TAREA 1:
Traduce al inglés esta oración del texto sobre Beethoven: "El médico nos adentra en la biografía del cuerpo del compositor alemán que alcanzó las cimas más excelsas del arte de la música sumido en el silencio."
TAREA 2:
Del texto sobre Beethoven, copia palabra por palabra el pasaje que va desde "Cuando el mundo" hasta "en el silencio.", incluidas estas últimas palabras.

TEXTO PARA LEER:
- - - -

A punto de culminar el 2020, cuando la pandemia del coronavirus alcanza ya un millón 780 mil muertes en el globo, leo a Romain Rolland: “El mundo se está sofocando. Reabramos las ventanas. Traigamos el aire fresco. Respiremos el aliento de los héroes”. Es 1903 y se refiere a Beethoven.
Cuando el mundo se preparaba para conmemorar todo este año el 250 aniversario del nacimiento de Ludwig van Beethoven (Bonn, 16 de diciembre de 1770), el virus emprendió su recorrido de cuerpo en cuerpo alrededor del planeta y cerró las salas de concierto, por lo que celebramos al compositor en la intimidad del confinamiento.
Así, me atraparon las sonatas para piano, pero también el volumen Beethoven y Paganini de la colección Músicos y Medicina, Historias Clínicas de Grandes Compositores, de Adolfo Martínez Palomo (El Colegio Nacional, 2020). El médico nos adentra en la biografía del cuerpo del compositor alemán que alcanzó las cimas más excelsas del arte de la música sumido en el silencio.
Viruela, bronquitis, asma, molestias abdominales desde los 25 años atribuibles a la enfermedad de Crohn o a una colitis ulcerativa, dolores reumáticos, molestias oculares y, sobre todo, según él mismo escribió “está la melancolía, que es una calamidad tan grande para mi como la enfermedad”.

- - - -

EXTRACTOS DE REGISTROS:
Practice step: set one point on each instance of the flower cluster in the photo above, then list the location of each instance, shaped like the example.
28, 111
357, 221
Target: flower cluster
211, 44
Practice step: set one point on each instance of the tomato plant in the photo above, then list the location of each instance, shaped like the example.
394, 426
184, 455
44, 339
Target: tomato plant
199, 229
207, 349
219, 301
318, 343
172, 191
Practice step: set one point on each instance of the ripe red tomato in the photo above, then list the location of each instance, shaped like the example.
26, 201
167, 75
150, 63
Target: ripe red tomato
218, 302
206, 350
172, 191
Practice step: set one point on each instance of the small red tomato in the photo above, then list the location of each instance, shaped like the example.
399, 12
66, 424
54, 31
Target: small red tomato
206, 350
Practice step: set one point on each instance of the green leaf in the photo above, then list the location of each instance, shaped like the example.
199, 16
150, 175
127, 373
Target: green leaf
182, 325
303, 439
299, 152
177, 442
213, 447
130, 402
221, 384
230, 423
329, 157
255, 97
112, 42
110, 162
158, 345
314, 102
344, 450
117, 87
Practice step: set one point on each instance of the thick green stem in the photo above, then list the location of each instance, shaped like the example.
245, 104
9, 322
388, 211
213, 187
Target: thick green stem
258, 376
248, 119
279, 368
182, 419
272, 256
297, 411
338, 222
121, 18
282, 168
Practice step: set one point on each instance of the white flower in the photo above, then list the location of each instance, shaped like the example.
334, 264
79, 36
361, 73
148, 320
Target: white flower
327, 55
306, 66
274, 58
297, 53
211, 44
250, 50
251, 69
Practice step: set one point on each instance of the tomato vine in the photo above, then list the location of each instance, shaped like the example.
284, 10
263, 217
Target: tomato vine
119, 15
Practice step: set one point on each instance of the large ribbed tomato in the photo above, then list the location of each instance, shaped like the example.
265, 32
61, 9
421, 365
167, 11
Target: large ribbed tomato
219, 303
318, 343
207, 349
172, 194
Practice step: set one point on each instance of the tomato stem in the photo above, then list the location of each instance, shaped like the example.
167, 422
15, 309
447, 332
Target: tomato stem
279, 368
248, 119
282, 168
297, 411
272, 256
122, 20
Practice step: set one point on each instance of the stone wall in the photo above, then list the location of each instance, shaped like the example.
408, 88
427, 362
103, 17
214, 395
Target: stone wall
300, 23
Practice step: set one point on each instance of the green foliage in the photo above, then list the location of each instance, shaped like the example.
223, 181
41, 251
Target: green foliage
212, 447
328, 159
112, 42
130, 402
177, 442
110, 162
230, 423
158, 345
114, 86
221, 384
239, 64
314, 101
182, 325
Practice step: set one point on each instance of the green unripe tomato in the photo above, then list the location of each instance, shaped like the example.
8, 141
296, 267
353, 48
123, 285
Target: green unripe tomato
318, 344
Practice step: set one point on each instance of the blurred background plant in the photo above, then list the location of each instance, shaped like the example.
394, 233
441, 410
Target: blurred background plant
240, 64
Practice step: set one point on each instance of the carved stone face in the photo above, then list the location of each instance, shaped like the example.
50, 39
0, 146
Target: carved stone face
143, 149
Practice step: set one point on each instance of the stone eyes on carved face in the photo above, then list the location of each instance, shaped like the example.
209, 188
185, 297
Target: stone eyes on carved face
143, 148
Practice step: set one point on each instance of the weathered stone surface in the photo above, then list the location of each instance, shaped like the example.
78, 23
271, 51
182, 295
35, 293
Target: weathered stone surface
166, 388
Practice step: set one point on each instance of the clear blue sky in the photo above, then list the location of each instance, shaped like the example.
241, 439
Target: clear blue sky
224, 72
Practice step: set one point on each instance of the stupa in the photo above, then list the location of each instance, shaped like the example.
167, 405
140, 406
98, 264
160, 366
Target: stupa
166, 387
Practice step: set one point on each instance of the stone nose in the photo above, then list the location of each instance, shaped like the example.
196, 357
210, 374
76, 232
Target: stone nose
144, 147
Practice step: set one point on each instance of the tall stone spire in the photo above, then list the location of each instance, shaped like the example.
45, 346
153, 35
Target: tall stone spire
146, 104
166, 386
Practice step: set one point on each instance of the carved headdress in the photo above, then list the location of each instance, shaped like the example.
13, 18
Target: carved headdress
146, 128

- - - -

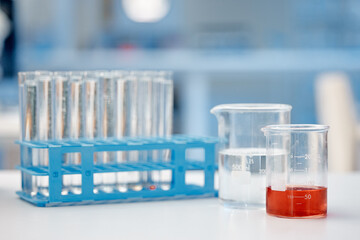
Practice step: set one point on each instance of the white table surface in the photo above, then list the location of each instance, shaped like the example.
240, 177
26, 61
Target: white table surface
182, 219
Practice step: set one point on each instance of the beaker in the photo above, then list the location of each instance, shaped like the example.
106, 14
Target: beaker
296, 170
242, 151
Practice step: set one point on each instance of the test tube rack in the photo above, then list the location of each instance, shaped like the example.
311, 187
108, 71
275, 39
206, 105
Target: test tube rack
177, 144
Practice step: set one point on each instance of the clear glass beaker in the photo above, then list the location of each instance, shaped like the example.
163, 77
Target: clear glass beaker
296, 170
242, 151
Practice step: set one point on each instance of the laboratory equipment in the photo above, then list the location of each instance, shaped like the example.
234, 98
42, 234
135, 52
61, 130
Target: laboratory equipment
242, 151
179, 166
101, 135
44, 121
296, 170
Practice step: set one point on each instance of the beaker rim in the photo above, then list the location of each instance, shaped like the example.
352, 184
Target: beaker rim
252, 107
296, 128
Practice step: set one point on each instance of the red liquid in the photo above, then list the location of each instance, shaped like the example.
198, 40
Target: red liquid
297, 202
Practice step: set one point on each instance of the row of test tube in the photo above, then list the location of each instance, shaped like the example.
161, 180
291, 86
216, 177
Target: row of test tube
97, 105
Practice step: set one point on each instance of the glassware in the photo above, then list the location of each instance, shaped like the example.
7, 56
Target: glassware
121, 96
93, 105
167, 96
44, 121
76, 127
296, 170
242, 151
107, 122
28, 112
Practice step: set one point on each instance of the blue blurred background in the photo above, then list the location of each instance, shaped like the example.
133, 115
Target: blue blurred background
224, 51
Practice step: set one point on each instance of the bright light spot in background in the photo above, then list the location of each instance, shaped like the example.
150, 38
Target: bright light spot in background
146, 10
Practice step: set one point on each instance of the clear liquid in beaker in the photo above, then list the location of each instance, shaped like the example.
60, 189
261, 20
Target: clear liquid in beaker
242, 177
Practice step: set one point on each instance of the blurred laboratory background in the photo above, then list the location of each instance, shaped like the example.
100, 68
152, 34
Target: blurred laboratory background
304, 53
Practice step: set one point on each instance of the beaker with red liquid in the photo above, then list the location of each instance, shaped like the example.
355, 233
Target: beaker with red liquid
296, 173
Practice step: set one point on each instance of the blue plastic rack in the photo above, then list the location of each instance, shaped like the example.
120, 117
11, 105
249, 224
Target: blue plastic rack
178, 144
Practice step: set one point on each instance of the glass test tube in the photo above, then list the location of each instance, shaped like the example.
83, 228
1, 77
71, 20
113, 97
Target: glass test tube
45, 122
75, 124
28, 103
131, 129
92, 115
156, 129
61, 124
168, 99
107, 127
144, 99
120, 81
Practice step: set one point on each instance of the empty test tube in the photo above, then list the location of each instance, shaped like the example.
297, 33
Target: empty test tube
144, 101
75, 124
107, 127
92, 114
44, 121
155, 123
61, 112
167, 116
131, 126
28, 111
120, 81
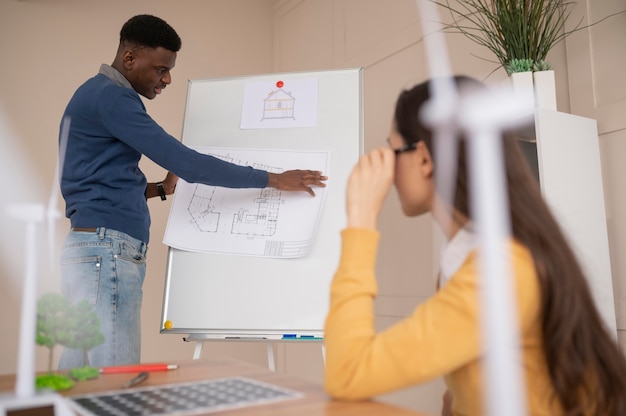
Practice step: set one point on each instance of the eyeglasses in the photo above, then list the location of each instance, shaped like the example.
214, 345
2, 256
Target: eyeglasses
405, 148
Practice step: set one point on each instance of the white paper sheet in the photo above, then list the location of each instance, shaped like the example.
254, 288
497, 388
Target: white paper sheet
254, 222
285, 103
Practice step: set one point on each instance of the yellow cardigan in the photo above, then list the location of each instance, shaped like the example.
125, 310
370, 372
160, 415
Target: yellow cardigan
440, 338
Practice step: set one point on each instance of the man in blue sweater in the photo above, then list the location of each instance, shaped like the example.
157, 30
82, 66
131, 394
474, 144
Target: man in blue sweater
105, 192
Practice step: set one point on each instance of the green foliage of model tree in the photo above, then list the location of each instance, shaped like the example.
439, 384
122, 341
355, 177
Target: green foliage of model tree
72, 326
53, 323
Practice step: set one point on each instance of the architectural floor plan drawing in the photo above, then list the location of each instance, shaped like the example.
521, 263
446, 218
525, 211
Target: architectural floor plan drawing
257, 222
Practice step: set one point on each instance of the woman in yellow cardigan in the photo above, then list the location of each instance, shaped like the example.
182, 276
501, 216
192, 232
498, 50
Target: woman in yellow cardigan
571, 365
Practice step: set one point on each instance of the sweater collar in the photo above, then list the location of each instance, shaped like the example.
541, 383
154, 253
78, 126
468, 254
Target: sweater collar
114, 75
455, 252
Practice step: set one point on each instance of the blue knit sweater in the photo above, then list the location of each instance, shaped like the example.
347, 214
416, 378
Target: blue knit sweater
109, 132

- - - -

RESPUESTA ESCRITA 1:
The physician takes us into the biography of the body of the German composer who reached the loftiest heights of the art of music while plunged in silence.

RESPUESTA ESCRITA 2:
Cuando el mundo se preparaba para conmemorar todo este año el 250 aniversario del nacimiento de Ludwig van Beethoven (Bonn, 16 de diciembre de 1770), el virus emprendió su recorrido de cuerpo en cuerpo alrededor del planeta y cerró las salas de concierto, por lo que celebramos al compositor en la intimidad del confinamiento.
Así, me atraparon las sonatas para piano, pero también el volumen Beethoven y Paganini de la colección Músicos y Medicina, Historias Clínicas de Grandes Compositores, de Adolfo Martínez Palomo (El Colegio Nacional, 2020). El médico nos adentra en la biografía del cuerpo del compositor alemán que alcanzó las cimas más excelsas del arte de la música sumido en el silencio.